| DOCUMENT SECTION |
◆ ◆ ◆ ◆
Re: [DISCUSS] Checkpointing (partially) failing jobs

Piotr Nowojski Tue, 08 Feb 2022 03:05:10 -0800

Hi,

I second Chesnay's comment and would like to better understand the
motivation behind this. At the surface it sounds to me like this might
require quite a bit of work for a very narrow use case.


At the same time I have a feeling that Yuan, you are mixing this feature
request (checkpointing subgraphs/pipeline regions independently) and a very
very different issue of "task local checkpoints"? Those problems are kind
of similar, but not quite.

Best,
Piotrek

wt., 8 lut 2022 o 11:44 Chesnay Schepler <ches...@apache.org> napisał(a):

> Could someone expand on these operational issues you're facing when
> achieving this via separate jobs?
>
> I feel like we're skipping a step, arguing about solutions without even
> having discussed the underlying problem.
>
> On 08/02/2022 11:25, Gen Luo wrote:
> > Hi,
> >
> > @Yuan
> > Do you mean that there should be no shared state between source subtasks?
> > Sharing state between checkpoints of a specific subtask should be fine.
> >
> > Sharing state between subtasks of a task can be an issue, no matter
> whether
> > it's a source. That's also what I was afraid of in the previous replies.
> In
> > one word, if the behavior of a pipeline region can somehow influence the
> > state of other pipeline regions, their checkpoints have to be aligned
> > before rescaling.
> >
> > On Tue, Feb 8, 2022 at 5:27 PM Yuan Mei <yuanmei.w...@gmail.com> wrote:
> >
> >> Hey Folks,
> >>
> >> Thanks for the discussion!
> >>
> >> *Motiviation and use cases*
> >> I think motiviation and use cases are very clear and I do not have
> doubts
> >> on this part.
> >> A typical use case is ETL with two-phase-commit, hundreds of partitions
> can
> >> be blocked by a single straggler (a single task's checkpoint abortion
> can
> >> affect all, not necessary failure).
> >>
> >> *Source offset redistribution*
> >> As for the known sources & implementation for Flink, I can not find a
> case
> >> that does not work, *for now*.
> >> I need to dig a bit more: how splits are tracked assigned, not
> successfully
> >> processed, succesffully processed e.t.c.
> >> I guess it is a single shared source OPCoordinator. And how this
> *shared*
> >> state (between tasks) is preserved?
> >>
> >> *Input partition/splits treated completely independent from each other*
> >> This part I am still not sure, as mentioned if we have shared state of
> >> source in the above section.
◆ ◆ ◆ ◆
| RECORDED DATA |
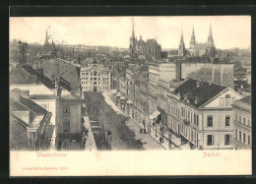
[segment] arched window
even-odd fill
[[[226,94],[224,97],[224,100],[225,100],[225,105],[229,105],[230,104],[230,95]]]

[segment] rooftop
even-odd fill
[[[10,91],[20,89],[22,91],[30,91],[30,94],[54,94],[54,92],[49,90],[43,84],[23,84],[23,85],[10,85]]]
[[[196,80],[188,79],[174,90],[172,93],[180,95],[180,100],[186,101],[198,108],[225,89],[227,87],[207,82],[198,83]]]
[[[244,102],[244,103],[246,103],[248,105],[251,105],[251,95],[248,95],[246,97],[241,98],[240,101]]]

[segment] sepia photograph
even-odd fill
[[[71,154],[95,167],[232,155],[247,166],[227,173],[251,174],[250,16],[10,17],[9,74],[14,175],[77,175]]]

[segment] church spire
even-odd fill
[[[196,44],[196,36],[195,36],[195,31],[194,31],[194,27],[193,27],[192,35],[191,35],[191,39],[190,39],[190,47],[191,47],[191,45],[195,45],[195,44]]]
[[[132,40],[135,39],[135,33],[134,33],[134,25],[133,25],[133,31],[132,31]]]
[[[209,35],[208,35],[208,40],[207,42],[210,45],[214,45],[214,37],[213,37],[213,32],[212,32],[212,24],[210,24],[210,31],[209,31]]]
[[[185,56],[185,55],[186,55],[186,49],[185,49],[185,43],[183,39],[183,32],[181,31],[180,41],[178,46],[178,56]]]
[[[179,41],[179,44],[183,44],[184,43],[184,40],[183,40],[183,31],[181,30],[181,35],[180,35],[180,41]]]

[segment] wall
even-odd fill
[[[70,106],[70,113],[63,113],[63,107]],[[81,101],[79,100],[61,100],[59,106],[60,123],[58,126],[58,133],[81,133]],[[70,122],[70,132],[64,132],[63,122],[64,120],[69,120]]]
[[[80,68],[61,59],[59,59],[59,62],[57,62],[55,59],[45,60],[43,62],[43,75],[49,79],[53,79],[54,76],[57,76],[58,63],[60,77],[70,83],[72,88],[79,88]]]
[[[181,63],[181,78],[196,79],[234,88],[233,64]]]

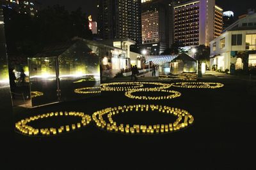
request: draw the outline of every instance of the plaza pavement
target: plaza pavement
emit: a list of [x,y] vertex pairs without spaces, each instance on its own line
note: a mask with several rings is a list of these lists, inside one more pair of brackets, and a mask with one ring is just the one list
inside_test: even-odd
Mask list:
[[[102,92],[100,96],[83,101],[17,109],[15,121],[51,111],[92,115],[108,107],[154,104],[188,110],[195,123],[179,132],[155,136],[108,132],[93,122],[78,131],[48,138],[28,138],[15,133],[9,152],[12,157],[4,158],[9,158],[5,160],[8,169],[253,169],[256,93],[244,80],[221,77],[207,74],[199,79],[225,84],[221,89],[172,87],[182,96],[171,100],[138,101],[126,97],[124,92]],[[139,81],[158,81],[158,78],[140,77]],[[125,123],[173,121],[172,117],[157,113],[128,114],[115,118]],[[39,125],[57,123],[52,121]]]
◆ ◆ ◆ ◆
| SET TASKS |
1. Swap "rooftop" for "roof" in the rows from the start of the rows through the line holding "[[[181,63],[181,78],[196,79],[234,88],[233,64]]]", inclusive, and return those lines with everything else unchanged. Leave the pictures out of your answer.
2. Extend the mailing-list discussion on checkpointing partially failing jobs from the point where it stops.

| ANSWERS GIVEN |
1.
[segment] arched window
even-odd fill
[[[226,94],[224,97],[224,100],[225,100],[225,105],[229,105],[230,104],[230,95]]]

[segment] roof
even-odd fill
[[[10,91],[20,89],[22,91],[30,91],[30,94],[54,94],[54,92],[49,90],[43,84],[23,84],[23,85],[10,85]]]
[[[196,80],[188,79],[174,90],[172,93],[180,95],[180,100],[186,101],[198,108],[225,89],[227,87],[207,82],[198,83]]]
[[[244,102],[244,103],[246,103],[248,105],[251,105],[251,95],[248,95],[246,97],[241,98],[240,101]]]

[segment] sepia photograph
even-odd fill
[[[71,154],[95,167],[232,155],[247,166],[227,173],[251,174],[250,16],[10,17],[9,74],[14,175],[77,175]]]

[segment] church spire
even-odd fill
[[[196,44],[196,36],[195,36],[195,31],[194,31],[194,27],[193,27],[192,35],[191,35],[191,39],[190,39],[190,47],[191,47],[191,45],[195,45],[195,44]]]
[[[132,40],[135,39],[135,33],[134,33],[134,25],[133,25],[133,31],[132,31]]]
[[[209,35],[208,35],[208,40],[207,42],[210,45],[214,45],[214,37],[213,37],[213,32],[212,32],[212,24],[210,24],[210,31],[209,31]]]
[[[185,56],[185,55],[186,55],[186,49],[185,49],[185,43],[183,39],[183,32],[181,31],[180,41],[178,46],[178,56]]]
[[[179,41],[179,44],[183,44],[184,43],[184,40],[183,40],[183,31],[181,30],[181,35],[180,35],[180,41]]]

[segment] wall
even-odd fill
[[[70,106],[70,113],[63,113],[63,107]],[[81,101],[79,100],[61,100],[59,106],[60,123],[58,126],[58,133],[81,133]],[[70,122],[70,132],[64,132],[63,122],[64,120],[69,120]]]
[[[80,68],[61,59],[59,59],[59,62],[57,62],[55,59],[45,60],[43,62],[43,75],[49,79],[53,79],[54,76],[57,76],[58,63],[60,77],[70,83],[72,88],[79,88]]]
[[[181,63],[181,78],[196,79],[234,88],[233,64]]]

2.
> >>
> >> To Thomas:
> >>> In Yuan's example, is there a reason why CP8 could not be promoted to
> >>> CP10 by the coordinator for PR2 once it receives the notification that
> >>> CP10 did not complete? It appears that should be possible since in its
> >>> effect it should be no different than no data processed between CP8
> >>>   and CP10?
> >> Not sure what "promoted" means here, but
> >> 1. I guess it does not matter whether it is CP8 or CP10 any more,
> >> if no shared state in source, as exactly what you meantinoed,
> >> "it should be no different than no data processed between CP8 and CP10"
> >>
> >> 2. I've noticed that from this question there is a gap between
> >> "*allow aborted/failed checkpoint in independent sub-graph*" and
> >> my intention: "*independent sub-graph checkpointing indepently*"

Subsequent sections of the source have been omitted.